What this exercise asks:
A. In the description of the statistics repository, which notebook holds a rather complete study of linear regression?
B. For each statement, say whether the description of the statistics repository agrees with it: (i) the algorithms work fine on datasets of a few thousand points; (ii) the notebooks mainly rely on algorithms written by others; (iii) 6-anova.ipynb analyzes data acquired using the completely randomised design. Support each yes or no with the deciding words of the description, quoted exactly.
C. Continue the description of the statistics repository from the point where it stops.

Selected excerpt:
#####

Tools for statistical analysis and testing.
This repository contains Python scripts I wrote that provide statistical tests and tools. The Jupyter notebook starting with a number for 1 to 13 correspond to an introductory course to statistics for biologists. Many areas are covered so the methods describes in these notebooks extend beyond the field of biology. These notebooks serve mostly the purpose of learning and teaching, so I mainly use my own algorithms to details the steps in statistical calculations. These algorithms work fine with datasets containing a few thousand points but may take too long to run on large datasets.
I will emphisize on a few notebooks:
- the notebook
4-linear_regression.ipynb
contains an rather complete study of linear regression, including verification of assumptions and a rather verbose output containing ample information to judge the quality of the linear regression. - the notebook
6-anova.ipynb
presents the analysis of variance performed on data acquired using the completely randomised design. The following notebooks7-randomised_block_design.ipynb
and8-factorial_experiments.ipynb
extend ANOVA to other experimental designs. Again, results are wrapped in a verbose output to allow a extensive assessment of the statistical model.

#####

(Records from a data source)
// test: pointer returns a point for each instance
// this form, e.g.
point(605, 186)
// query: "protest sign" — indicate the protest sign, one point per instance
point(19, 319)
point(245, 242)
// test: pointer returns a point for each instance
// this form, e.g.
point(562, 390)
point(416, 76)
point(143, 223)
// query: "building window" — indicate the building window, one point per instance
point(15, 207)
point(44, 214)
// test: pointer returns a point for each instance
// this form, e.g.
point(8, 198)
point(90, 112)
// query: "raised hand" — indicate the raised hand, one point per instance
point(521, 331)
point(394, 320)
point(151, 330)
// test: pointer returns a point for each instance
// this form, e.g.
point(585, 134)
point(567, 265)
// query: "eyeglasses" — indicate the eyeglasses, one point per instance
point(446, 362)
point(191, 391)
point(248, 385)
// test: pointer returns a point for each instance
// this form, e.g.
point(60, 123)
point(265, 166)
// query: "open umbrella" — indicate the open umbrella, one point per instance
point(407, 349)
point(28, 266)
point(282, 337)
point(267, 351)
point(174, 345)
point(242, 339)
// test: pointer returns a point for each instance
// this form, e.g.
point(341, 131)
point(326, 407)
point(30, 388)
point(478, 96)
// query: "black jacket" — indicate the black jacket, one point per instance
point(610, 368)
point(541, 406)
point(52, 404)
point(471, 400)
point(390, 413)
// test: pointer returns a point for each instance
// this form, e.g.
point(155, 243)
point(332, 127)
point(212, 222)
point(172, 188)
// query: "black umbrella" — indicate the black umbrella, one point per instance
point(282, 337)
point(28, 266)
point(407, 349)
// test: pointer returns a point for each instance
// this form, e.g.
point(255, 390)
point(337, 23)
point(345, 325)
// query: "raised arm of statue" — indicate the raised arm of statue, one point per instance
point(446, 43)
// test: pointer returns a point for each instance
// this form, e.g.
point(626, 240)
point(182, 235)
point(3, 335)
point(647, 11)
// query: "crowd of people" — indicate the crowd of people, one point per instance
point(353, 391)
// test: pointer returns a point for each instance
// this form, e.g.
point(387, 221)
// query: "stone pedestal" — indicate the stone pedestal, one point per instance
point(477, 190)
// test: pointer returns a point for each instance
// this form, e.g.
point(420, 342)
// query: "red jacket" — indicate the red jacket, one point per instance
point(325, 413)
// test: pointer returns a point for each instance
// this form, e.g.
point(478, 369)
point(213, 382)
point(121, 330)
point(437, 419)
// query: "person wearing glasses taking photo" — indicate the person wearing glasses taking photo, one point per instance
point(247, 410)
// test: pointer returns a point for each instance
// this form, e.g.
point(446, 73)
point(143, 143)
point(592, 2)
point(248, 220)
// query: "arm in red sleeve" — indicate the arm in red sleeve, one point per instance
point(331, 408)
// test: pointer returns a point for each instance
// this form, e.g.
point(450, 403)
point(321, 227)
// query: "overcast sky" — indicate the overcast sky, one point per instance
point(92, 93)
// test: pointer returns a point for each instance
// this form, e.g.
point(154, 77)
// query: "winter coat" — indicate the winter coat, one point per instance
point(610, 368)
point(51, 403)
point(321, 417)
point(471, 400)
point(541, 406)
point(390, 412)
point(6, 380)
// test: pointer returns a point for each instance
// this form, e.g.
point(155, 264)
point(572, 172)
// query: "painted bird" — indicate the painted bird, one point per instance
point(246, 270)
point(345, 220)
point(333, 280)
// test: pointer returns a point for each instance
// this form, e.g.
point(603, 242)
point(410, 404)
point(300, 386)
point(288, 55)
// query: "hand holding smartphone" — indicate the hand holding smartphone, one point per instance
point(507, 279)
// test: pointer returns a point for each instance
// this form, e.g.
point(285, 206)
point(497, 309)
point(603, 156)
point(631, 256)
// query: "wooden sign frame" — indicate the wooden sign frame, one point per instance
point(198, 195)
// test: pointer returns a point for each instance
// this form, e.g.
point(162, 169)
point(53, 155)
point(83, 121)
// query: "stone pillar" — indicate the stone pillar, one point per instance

#####

Outputs in order:
A. 4-linear_regression.ipynb

B.
(i) Yes: "These algorithms work fine with datasets containing a few thousand points"
(ii) No: "I mainly use my own algorithms to details the steps in statistical calculations"
(iii) Yes: "presents the analysis of variance performed on data acquired using the completely randomised design"

C.
"mannwhithney_exact_v2.py" performs an exact Mann-Whitney test (i.e. it does not use the normal distribution approximation) but it does not handle ties so make sure your data does not have any).
"table_mw.txt" contains the U critical values and Wilcoxon cumulative values for different couples of samples sizes. Reading and parsing is performed by "mannwhithney_exact_v2.py".
"generate_MW_table.py" was used to generate the data stored in "table_mw.txt". Computation time becomes very long for sample sizes > 11.
"dunn_test.py" performs a Dunn's test (post-hoc non parametric test, can be used in conjonction with Kruskal-Wallis test to pinpoint which group is different from the others). The file was modified from a script found here.